*Stored data entries*:

◆ ◆ ◆

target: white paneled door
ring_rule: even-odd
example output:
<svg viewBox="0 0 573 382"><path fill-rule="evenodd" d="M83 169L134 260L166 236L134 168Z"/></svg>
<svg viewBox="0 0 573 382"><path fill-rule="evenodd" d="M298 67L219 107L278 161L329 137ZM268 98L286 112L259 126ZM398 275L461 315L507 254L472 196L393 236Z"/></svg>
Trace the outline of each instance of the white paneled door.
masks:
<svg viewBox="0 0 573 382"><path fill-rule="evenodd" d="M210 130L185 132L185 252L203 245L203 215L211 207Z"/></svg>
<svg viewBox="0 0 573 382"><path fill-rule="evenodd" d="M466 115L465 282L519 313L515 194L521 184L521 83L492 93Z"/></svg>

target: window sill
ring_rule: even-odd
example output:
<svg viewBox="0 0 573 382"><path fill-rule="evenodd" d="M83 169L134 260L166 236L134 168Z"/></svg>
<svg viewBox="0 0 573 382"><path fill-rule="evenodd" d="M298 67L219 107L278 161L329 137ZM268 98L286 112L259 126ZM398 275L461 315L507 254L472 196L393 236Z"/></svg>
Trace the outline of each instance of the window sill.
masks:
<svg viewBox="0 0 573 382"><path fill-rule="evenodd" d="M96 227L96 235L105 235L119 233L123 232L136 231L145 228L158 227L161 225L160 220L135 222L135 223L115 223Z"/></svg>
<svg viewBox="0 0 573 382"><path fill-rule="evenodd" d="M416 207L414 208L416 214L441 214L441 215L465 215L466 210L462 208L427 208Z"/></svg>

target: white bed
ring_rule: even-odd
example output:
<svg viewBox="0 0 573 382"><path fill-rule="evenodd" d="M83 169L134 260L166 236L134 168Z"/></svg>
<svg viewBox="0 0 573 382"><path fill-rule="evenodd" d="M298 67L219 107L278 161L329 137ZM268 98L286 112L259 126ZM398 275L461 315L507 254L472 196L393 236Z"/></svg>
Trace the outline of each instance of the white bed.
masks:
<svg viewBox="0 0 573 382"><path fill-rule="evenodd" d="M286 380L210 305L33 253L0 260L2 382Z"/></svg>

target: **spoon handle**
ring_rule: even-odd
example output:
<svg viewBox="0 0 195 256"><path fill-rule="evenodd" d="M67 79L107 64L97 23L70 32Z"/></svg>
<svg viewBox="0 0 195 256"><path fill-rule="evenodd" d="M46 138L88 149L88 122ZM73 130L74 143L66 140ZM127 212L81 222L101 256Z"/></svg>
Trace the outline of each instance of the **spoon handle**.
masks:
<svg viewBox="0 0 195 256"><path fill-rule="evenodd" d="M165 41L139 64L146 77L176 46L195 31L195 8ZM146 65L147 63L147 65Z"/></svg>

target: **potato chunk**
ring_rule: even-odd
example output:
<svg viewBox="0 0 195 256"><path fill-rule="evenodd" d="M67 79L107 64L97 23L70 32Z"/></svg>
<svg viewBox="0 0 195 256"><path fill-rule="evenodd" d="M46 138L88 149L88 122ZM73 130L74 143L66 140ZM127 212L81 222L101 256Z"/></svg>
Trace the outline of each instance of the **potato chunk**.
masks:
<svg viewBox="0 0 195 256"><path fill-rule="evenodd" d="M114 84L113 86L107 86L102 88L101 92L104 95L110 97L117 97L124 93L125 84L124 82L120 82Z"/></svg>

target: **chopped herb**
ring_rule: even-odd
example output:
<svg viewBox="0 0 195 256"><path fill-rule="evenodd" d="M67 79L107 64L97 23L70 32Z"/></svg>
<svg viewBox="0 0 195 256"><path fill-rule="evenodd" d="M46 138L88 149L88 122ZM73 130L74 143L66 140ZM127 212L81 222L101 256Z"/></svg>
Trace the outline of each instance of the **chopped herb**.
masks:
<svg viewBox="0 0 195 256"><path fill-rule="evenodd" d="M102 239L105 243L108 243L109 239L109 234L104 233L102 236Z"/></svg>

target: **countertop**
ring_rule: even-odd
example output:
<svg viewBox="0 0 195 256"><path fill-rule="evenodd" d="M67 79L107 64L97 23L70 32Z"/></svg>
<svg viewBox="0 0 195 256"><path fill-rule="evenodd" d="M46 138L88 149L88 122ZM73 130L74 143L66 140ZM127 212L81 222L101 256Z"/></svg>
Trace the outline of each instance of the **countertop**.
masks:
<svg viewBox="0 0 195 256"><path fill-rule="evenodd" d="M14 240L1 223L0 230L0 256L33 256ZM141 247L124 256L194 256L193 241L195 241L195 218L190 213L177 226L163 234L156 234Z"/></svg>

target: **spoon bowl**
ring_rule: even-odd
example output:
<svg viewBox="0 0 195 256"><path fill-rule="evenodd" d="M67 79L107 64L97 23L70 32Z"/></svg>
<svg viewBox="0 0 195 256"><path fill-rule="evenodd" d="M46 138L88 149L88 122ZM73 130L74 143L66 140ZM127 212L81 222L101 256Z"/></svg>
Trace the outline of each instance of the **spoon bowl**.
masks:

◆ ◆ ◆

*What is needed*:
Rewrite the records above, substituting "sample output" for every occurrence of "example output" and leaving everything else unchanged.

*Task solution*:
target: white paneled door
ring_rule: even-odd
sample output:
<svg viewBox="0 0 573 382"><path fill-rule="evenodd" d="M83 169L134 260L166 236L134 168Z"/></svg>
<svg viewBox="0 0 573 382"><path fill-rule="evenodd" d="M298 67L219 107L278 161L329 137ZM268 98L286 112L259 126ZM398 275L461 315L507 254L472 196L393 236Z"/></svg>
Trace the outline of each instance of the white paneled door.
masks:
<svg viewBox="0 0 573 382"><path fill-rule="evenodd" d="M210 130L185 132L185 252L203 245L203 215L211 207Z"/></svg>
<svg viewBox="0 0 573 382"><path fill-rule="evenodd" d="M466 115L465 282L519 313L515 194L521 184L521 83L492 93Z"/></svg>

target: window sill
ring_rule: even-odd
sample output:
<svg viewBox="0 0 573 382"><path fill-rule="evenodd" d="M83 169L134 260L166 236L134 168Z"/></svg>
<svg viewBox="0 0 573 382"><path fill-rule="evenodd" d="M298 67L219 107L278 161L329 137ZM268 98L286 112L259 126ZM398 275L461 315L507 254L472 196L393 236Z"/></svg>
Trace the outline of each instance of the window sill.
masks:
<svg viewBox="0 0 573 382"><path fill-rule="evenodd" d="M96 227L96 235L105 235L119 233L123 232L136 231L145 228L158 227L161 225L160 220L135 222L135 223L115 223Z"/></svg>
<svg viewBox="0 0 573 382"><path fill-rule="evenodd" d="M416 207L414 208L416 214L441 214L441 215L465 215L466 210L462 208L427 208Z"/></svg>

target: white bed
ring_rule: even-odd
sample output:
<svg viewBox="0 0 573 382"><path fill-rule="evenodd" d="M83 169L134 260L166 236L134 168Z"/></svg>
<svg viewBox="0 0 573 382"><path fill-rule="evenodd" d="M298 67L219 107L278 161L329 137ZM268 98L286 112L259 126ZM398 275L461 315L507 254L472 196L393 236Z"/></svg>
Trace the outline of each instance of the white bed.
masks:
<svg viewBox="0 0 573 382"><path fill-rule="evenodd" d="M286 380L210 305L33 253L0 260L2 382Z"/></svg>

target: **spoon handle**
ring_rule: even-odd
sample output:
<svg viewBox="0 0 195 256"><path fill-rule="evenodd" d="M67 79L107 64L97 23L70 32Z"/></svg>
<svg viewBox="0 0 195 256"><path fill-rule="evenodd" d="M46 138L88 149L88 122ZM73 130L74 143L66 140ZM127 212L81 222L101 256Z"/></svg>
Trace the outline of each instance of the **spoon handle**.
masks:
<svg viewBox="0 0 195 256"><path fill-rule="evenodd" d="M165 41L139 64L146 77L176 46L195 31L195 8ZM146 65L147 63L147 65Z"/></svg>

target: **potato chunk**
ring_rule: even-odd
sample output:
<svg viewBox="0 0 195 256"><path fill-rule="evenodd" d="M67 79L107 64L97 23L70 32Z"/></svg>
<svg viewBox="0 0 195 256"><path fill-rule="evenodd" d="M46 138L88 149L88 122ZM73 130L74 143L66 140ZM127 212L81 222L101 256Z"/></svg>
Trace the outline of each instance of the **potato chunk**.
masks:
<svg viewBox="0 0 195 256"><path fill-rule="evenodd" d="M114 84L113 86L107 86L102 88L101 92L104 95L110 97L117 97L124 93L125 84L124 82L120 82Z"/></svg>

target: **chopped herb**
ring_rule: even-odd
sample output:
<svg viewBox="0 0 195 256"><path fill-rule="evenodd" d="M67 79L107 64L97 23L70 32Z"/></svg>
<svg viewBox="0 0 195 256"><path fill-rule="evenodd" d="M46 138L88 149L88 122ZM73 130L74 143L66 140ZM127 212L81 222L101 256Z"/></svg>
Trace the outline of each instance of the **chopped herb**.
masks:
<svg viewBox="0 0 195 256"><path fill-rule="evenodd" d="M102 239L105 243L108 243L109 239L109 234L104 233L102 236Z"/></svg>

target: **countertop**
ring_rule: even-odd
sample output:
<svg viewBox="0 0 195 256"><path fill-rule="evenodd" d="M67 79L107 64L97 23L70 32Z"/></svg>
<svg viewBox="0 0 195 256"><path fill-rule="evenodd" d="M46 138L88 149L88 122ZM73 130L74 143L66 140ZM127 212L81 222L101 256Z"/></svg>
Trace the outline of each instance of the **countertop**.
masks:
<svg viewBox="0 0 195 256"><path fill-rule="evenodd" d="M14 240L1 223L0 230L0 256L33 256ZM141 247L124 256L194 256L193 241L195 241L195 218L190 213L177 226L163 234L156 234Z"/></svg>

target: **spoon bowl**
ring_rule: even-odd
sample output:
<svg viewBox="0 0 195 256"><path fill-rule="evenodd" d="M67 79L107 64L97 23L70 32Z"/></svg>
<svg viewBox="0 0 195 256"><path fill-rule="evenodd" d="M46 138L88 149L88 122ZM73 130L74 143L66 140ZM127 212L81 222L101 256Z"/></svg>
Trace the outline of each instance of the **spoon bowl**.
masks:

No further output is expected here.